─── Text excerpt ───
# Desk organization: SSD holder?



## Philip Vasta (Aug 21, 2021)

How do you guys deal with several SSD on your desk? I have 3 of Samsung's T5/T7 drives and they just kind of slide around. I'm seriously tempted to figure out how to make a 3D printed holder, because I can't find an elegant solution. I assume other people have run into this issue, right?


----------



## jbuhler (Aug 21, 2021)

They just slide around on my desk. I did buy a couple of Thunderbays, so now 8 of them are inside that. But I still have about a dozen drives sliding around my desk. My plan is to build a shelf under my desk to hold them and some USB hubs.


----------



## CharlieCee (Aug 21, 2021)

Try this... It's a 4 bay desk/cabinet to hold 4 drives











Mediasonic HF2-SU3S2 Black 4 Bay External Enclosure - Newegg.com


Buy Mediasonic HF2-SU3S2 Metal 3.5" Black SATA I/II/III USB 3.0 & eSATA 4 Bay External Enclosure with fast shipping and top-rated customer service. Once you know, you Newegg!




www.newegg.com





YouTube Video -https://www.youtube.com/watch?v=eWm7RHgSlzo

OOPs... Just realised that this is not for SSD, sorry!


----------



## Justin L. Franks (Aug 21, 2021)

Velcro.


----------



## Philip Vasta (Aug 23, 2021)

Thanks for the input. I'm thinking I'll mess around with Blender or something and see if I can make a simple container with SSD-sized slots.


----------



## muddyblue (Aug 23, 2021)

Yes, DIY! 

Watch for inspiration:
https://vi-control.net/community/threads/how-do-you-keep-all-you-samsung-t5-together.106408/


----------



## Philip Vasta (Aug 23, 2021)

Ahhh thank you! I knew I had run across a thread like that in the past, and that's the one!


----------



## ptram (Aug 24, 2021)

I've been using this one for maybe a couple years, now. It has worked very well. Not elegant, but practical and, well, drives are always well ventilated with no need for a fan!
─── Items ───
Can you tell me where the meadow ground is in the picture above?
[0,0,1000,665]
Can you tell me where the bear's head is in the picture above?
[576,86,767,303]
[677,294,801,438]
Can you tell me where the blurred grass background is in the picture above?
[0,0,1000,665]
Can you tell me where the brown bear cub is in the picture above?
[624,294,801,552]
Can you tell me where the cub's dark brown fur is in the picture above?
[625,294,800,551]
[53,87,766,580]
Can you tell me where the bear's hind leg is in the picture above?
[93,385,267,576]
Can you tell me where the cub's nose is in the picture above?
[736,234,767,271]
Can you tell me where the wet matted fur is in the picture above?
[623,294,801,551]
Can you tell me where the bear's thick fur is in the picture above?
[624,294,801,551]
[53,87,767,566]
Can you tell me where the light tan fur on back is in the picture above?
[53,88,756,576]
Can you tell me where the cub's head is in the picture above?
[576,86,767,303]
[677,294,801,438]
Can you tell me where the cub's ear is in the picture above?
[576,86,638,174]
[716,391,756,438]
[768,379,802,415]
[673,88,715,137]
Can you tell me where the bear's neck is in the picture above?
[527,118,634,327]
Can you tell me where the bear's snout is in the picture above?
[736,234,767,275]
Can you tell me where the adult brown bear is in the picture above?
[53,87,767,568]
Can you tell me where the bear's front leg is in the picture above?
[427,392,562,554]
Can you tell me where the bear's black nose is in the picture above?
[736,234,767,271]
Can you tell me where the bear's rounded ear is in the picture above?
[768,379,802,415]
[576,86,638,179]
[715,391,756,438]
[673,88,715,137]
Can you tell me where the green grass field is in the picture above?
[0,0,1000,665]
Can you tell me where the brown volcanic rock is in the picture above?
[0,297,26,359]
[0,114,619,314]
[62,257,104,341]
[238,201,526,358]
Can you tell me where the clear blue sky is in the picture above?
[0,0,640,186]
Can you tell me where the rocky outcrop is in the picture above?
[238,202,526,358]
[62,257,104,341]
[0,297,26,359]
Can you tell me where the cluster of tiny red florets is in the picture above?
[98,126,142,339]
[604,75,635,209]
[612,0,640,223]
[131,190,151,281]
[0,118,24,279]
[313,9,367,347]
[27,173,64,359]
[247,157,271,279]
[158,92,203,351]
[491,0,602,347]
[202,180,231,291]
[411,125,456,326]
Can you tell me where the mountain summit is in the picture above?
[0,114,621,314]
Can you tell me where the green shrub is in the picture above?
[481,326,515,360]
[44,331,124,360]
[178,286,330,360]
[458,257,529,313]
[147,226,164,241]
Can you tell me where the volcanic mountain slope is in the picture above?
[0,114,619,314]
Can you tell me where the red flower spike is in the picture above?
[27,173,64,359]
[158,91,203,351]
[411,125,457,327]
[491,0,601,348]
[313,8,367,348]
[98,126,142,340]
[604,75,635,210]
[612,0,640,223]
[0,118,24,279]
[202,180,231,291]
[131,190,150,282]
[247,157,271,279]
───
## Work to do
- 1) From the SSD holder thread, return the stretch from "## Philip Vasta (Aug 21, 2021)" through "some USB hubs." word for word.
- 2) Resume the SSD holder thread from where it stops.

## Responses to the tasks
- 1)
## Philip Vasta (Aug 21, 2021)

How do you guys deal with several SSD on your desk? I have 3 of Samsung's T5/T7 drives and they just kind of slide around. I'm seriously tempted to figure out how to make a 3D printed holder, because I can't find an elegant solution. I assume other people have run into this issue, right?


----------



## jbuhler (Aug 21, 2021)

They just slide around on my desk. I did buy a couple of Thunderbays, so now 8 of them are inside that. But I still have about a dozen drives sliding around my desk. My plan is to build a shelf under my desk to hold them and some USB hubs.

- 2)
2.5 / 3.5 inch 4 Bay USB3.0 1 to 3 Clone Hard Drive Dock


2.5 / 3.5 inch 4 Bay USB3.0 1 to 3 Clone Hard Drive Dock



www.orico.cc





Paolo


----------



## dade (Aug 24, 2021)

Hello,

I was looking around to find something to keep my external SSDs together.
Then I went for a simpler solution I think. I am not sure how much it will help, it may be a niche use case.

I use a Raid 0 external bay, it doesn't cost a lot (I think it was around 40 bucks) and two 2.5" Samsung SSDs.

Raid 0 brings nothing in my case (USB 3.0 is the bottleneck in the end) but I use one USB port for two disks, halving the number of external devices I have on my desk and therefore (for the time being) removing the need of something to keep them together.

Regards,

Davide


----------



## Philip Vasta (Aug 24, 2021)

Well I was all excited, designed my own simple SSD holder. It's basically just some slots to place the drives in, maybe 3 x 4 x 5 inches in volume. The cheapest I'm seeing for 3D printing is in the neighborhood of $150-200. Does that seem insane to anyone else? I don't mind paying a bit of premium to get a custom part, but I was expecting somewhere around $50 plus shipping. Am I doing something wrong here?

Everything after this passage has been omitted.